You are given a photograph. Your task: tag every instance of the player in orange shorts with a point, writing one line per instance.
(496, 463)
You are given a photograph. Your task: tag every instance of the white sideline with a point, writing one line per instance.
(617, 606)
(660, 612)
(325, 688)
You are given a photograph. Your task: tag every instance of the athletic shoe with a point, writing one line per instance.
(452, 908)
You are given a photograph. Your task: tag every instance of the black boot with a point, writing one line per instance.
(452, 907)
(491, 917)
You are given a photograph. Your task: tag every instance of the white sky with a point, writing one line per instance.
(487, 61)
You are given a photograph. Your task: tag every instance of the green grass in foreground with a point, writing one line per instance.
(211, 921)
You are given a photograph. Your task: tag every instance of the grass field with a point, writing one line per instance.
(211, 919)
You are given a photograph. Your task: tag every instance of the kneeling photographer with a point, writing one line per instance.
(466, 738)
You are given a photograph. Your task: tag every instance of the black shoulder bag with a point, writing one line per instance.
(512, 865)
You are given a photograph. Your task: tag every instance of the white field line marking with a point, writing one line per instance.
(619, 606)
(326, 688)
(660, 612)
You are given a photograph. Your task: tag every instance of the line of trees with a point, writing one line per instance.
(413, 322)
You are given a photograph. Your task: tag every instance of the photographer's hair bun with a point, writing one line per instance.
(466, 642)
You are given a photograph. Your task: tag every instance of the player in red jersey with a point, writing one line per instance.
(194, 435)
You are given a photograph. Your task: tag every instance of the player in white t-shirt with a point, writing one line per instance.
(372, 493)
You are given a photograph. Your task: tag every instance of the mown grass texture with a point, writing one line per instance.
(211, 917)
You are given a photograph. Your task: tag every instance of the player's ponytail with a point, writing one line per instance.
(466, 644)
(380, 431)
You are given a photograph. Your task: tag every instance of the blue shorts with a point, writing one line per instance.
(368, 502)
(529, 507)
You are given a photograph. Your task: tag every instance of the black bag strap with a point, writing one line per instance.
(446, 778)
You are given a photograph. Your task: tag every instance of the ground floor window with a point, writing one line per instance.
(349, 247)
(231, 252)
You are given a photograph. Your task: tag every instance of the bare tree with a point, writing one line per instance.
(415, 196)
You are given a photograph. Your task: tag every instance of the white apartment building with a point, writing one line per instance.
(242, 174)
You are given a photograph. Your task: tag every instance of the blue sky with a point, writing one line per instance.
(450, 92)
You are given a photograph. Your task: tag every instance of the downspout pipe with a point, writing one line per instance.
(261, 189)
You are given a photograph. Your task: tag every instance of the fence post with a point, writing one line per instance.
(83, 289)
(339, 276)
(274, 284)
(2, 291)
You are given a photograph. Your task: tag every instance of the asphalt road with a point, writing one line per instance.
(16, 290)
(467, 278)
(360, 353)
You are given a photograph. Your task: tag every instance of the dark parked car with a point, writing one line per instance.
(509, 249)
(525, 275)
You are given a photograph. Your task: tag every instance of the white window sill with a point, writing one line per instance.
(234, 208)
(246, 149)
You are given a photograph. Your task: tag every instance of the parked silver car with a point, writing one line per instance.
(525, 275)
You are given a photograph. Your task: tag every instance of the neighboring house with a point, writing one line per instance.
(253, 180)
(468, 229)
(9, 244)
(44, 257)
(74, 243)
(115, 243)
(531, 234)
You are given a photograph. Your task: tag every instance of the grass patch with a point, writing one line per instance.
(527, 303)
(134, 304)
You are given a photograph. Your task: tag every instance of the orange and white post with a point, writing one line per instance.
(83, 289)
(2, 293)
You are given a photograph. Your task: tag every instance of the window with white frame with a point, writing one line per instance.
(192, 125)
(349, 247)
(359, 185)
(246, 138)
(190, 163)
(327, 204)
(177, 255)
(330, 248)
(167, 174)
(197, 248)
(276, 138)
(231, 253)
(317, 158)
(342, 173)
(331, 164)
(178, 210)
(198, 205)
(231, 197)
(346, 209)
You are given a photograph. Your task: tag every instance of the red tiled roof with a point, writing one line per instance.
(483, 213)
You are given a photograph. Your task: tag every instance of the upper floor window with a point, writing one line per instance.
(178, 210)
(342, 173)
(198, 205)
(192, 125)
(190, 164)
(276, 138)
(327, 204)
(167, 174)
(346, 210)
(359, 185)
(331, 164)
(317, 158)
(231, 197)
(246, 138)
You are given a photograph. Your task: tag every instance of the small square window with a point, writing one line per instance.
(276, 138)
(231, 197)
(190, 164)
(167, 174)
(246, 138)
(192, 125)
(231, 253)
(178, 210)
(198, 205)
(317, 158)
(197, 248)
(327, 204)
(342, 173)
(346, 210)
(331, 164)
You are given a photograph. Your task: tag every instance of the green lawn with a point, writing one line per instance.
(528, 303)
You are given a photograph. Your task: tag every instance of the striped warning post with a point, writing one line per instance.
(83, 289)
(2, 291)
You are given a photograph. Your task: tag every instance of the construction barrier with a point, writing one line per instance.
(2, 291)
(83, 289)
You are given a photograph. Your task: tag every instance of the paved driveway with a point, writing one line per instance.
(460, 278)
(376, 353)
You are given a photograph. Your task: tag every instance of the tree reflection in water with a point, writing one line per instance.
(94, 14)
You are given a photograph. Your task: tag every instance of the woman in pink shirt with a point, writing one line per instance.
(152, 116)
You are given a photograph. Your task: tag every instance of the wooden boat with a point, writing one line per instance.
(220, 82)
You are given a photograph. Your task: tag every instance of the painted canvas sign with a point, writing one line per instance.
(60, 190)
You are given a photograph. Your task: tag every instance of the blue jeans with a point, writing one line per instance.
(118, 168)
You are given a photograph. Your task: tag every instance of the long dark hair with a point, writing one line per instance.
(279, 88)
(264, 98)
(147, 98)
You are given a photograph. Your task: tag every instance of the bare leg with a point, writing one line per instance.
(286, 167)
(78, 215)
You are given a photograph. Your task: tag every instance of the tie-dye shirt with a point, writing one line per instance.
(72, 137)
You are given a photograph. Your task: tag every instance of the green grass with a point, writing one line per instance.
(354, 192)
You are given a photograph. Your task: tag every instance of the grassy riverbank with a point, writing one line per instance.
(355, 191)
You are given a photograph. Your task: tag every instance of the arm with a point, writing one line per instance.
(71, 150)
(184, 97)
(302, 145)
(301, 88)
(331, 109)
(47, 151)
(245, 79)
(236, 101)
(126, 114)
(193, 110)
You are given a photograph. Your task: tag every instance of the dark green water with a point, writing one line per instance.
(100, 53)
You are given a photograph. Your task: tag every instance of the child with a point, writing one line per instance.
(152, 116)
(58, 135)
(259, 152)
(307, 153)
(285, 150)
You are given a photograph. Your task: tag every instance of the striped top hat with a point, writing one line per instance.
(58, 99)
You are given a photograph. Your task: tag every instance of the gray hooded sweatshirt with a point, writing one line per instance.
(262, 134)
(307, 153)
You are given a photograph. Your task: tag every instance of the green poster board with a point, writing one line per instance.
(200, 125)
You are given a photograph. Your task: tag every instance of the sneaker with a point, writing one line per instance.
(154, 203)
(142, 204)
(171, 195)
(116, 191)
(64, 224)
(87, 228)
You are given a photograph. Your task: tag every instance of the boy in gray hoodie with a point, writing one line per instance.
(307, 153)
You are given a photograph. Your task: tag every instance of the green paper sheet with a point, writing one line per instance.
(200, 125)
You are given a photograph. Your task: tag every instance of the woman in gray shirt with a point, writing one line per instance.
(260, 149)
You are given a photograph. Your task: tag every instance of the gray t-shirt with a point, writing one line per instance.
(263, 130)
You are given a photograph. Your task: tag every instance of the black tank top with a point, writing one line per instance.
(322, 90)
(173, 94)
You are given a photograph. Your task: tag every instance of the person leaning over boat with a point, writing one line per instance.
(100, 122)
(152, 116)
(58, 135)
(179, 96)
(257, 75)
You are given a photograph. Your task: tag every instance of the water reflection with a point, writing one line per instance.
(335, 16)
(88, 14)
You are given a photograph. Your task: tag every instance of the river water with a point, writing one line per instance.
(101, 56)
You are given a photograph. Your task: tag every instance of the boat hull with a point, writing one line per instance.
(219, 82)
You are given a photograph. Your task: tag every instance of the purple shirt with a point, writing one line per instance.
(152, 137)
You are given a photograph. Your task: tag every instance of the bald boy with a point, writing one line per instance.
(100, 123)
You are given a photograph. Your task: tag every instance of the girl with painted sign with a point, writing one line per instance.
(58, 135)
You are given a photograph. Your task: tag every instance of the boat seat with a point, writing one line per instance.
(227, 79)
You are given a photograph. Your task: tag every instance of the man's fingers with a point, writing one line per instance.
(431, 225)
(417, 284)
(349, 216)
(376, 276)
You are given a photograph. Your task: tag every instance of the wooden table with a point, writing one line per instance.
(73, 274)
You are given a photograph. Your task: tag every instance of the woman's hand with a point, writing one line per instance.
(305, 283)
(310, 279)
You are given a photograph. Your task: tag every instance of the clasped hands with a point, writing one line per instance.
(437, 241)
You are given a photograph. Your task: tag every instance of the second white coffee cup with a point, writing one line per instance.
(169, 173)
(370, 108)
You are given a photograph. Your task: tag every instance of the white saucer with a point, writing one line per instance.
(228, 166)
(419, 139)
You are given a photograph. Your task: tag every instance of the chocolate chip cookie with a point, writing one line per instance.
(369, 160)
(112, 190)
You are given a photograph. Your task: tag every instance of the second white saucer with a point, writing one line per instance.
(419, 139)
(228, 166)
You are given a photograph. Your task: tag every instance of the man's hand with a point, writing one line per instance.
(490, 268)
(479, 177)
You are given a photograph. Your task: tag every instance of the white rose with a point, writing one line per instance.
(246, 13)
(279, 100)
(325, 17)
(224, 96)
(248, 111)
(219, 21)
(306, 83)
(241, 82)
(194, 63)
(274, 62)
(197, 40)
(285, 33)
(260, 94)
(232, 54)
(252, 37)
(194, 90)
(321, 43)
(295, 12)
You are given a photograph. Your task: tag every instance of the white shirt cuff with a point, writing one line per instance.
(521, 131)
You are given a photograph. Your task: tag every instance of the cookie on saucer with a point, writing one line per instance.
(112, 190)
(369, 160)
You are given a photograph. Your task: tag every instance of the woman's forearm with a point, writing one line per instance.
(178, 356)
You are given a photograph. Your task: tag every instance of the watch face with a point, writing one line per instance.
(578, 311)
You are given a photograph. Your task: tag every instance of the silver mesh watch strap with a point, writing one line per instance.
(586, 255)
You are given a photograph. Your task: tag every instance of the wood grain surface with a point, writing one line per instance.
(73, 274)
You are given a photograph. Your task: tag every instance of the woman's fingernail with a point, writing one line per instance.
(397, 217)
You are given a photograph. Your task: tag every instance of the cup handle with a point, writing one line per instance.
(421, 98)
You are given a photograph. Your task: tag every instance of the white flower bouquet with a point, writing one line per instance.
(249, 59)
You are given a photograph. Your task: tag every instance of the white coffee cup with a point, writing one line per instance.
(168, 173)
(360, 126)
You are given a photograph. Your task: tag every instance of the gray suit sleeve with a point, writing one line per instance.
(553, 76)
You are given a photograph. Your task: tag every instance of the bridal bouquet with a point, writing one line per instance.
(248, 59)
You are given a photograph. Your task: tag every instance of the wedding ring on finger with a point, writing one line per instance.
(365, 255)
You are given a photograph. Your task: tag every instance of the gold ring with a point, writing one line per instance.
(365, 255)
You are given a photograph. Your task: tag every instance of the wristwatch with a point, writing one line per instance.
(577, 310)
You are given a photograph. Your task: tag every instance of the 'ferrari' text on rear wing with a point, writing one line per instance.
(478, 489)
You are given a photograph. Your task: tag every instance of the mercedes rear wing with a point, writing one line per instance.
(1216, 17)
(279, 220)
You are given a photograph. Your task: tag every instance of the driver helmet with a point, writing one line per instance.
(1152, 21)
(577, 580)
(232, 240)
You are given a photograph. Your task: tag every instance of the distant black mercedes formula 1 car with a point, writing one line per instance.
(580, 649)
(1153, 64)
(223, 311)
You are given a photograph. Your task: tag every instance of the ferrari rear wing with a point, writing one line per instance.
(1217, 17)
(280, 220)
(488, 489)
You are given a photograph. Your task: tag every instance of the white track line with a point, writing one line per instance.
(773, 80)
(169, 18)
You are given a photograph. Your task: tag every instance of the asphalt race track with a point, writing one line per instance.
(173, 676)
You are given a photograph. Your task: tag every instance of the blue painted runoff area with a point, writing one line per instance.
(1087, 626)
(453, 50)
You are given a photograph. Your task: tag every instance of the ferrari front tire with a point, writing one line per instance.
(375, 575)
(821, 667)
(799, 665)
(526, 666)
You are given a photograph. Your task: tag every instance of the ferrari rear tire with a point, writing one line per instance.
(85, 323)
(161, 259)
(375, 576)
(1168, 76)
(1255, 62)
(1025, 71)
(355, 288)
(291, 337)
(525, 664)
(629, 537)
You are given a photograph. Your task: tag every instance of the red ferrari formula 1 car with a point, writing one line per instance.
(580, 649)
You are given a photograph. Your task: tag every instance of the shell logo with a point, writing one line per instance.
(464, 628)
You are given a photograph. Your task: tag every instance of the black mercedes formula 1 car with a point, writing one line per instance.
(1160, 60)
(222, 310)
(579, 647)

━━━━━━

Goal
Give back exactly the lines running from the line containing "the ferrari front" through the end of the material above, both included, and nothing beyond them.

Exercise result
You are given a photograph. Your task: tag every instance of the ferrari front tire with a point, writing one line per instance.
(375, 575)
(821, 667)
(799, 665)
(526, 666)
You are given a photograph. Your task: tag every instance of the ferrari rear tire with a point, writing one line per instance.
(85, 323)
(161, 259)
(375, 576)
(1168, 76)
(1255, 62)
(1025, 71)
(355, 288)
(291, 337)
(525, 664)
(629, 537)
You are given a photograph. Your task: tag every instance of the red ferrari formula 1 car with a point, writing one line per instance.
(580, 649)
You are given a photograph. Your task: tag every instance of the shell logo with a point, writing one line per instance.
(464, 628)
You are given a photograph. Your task: tag every instance of the black mercedes formula 1 car with a point, writing one line per instance.
(1160, 60)
(222, 310)
(579, 647)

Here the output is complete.